— Exercise —
Find and copy each line of the listing below that has the word "wing" in it.
------ Data for this task
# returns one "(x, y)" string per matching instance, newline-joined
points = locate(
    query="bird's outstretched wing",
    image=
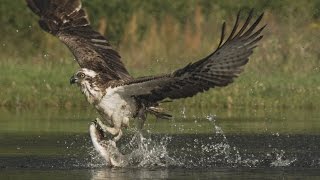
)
(216, 70)
(68, 21)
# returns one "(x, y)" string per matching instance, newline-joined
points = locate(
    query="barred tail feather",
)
(156, 111)
(57, 15)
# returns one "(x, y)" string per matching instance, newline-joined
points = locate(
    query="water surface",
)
(239, 143)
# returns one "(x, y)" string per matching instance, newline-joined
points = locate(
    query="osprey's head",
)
(88, 81)
(84, 75)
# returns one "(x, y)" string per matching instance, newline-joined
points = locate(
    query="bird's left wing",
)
(216, 70)
(68, 21)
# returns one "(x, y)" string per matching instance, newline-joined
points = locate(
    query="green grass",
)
(47, 84)
(283, 72)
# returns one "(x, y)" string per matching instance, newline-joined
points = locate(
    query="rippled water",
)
(222, 144)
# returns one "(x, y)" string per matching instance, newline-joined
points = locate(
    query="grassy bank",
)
(284, 71)
(47, 85)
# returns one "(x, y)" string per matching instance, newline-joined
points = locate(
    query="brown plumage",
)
(68, 21)
(107, 84)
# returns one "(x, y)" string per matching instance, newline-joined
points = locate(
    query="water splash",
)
(281, 160)
(196, 150)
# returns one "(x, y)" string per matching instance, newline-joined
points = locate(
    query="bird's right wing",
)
(68, 21)
(216, 70)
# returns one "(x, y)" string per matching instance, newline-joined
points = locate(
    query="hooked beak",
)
(73, 79)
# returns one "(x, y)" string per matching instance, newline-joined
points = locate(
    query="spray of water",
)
(213, 150)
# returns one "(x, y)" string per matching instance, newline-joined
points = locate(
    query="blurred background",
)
(159, 36)
(267, 118)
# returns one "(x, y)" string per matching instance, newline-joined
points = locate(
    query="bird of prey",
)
(118, 96)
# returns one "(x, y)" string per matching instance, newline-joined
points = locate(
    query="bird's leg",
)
(142, 118)
(112, 130)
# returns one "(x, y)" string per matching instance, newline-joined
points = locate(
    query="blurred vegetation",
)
(159, 36)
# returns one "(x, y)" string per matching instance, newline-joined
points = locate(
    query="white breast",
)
(115, 105)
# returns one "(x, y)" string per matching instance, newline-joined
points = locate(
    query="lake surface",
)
(196, 144)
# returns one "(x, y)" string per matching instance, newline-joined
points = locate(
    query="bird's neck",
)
(92, 92)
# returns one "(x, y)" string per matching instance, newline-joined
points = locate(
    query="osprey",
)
(118, 96)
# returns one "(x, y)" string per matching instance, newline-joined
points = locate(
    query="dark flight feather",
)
(68, 21)
(216, 70)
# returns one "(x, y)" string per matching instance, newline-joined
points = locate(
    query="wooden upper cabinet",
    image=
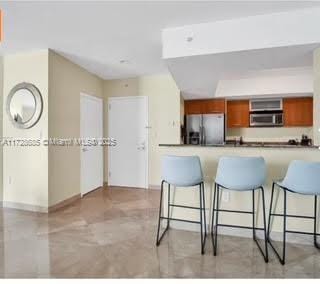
------------
— Completed exercise —
    query="bird's outstretched wing",
    query="bird's left wing",
    query="bird's right wing",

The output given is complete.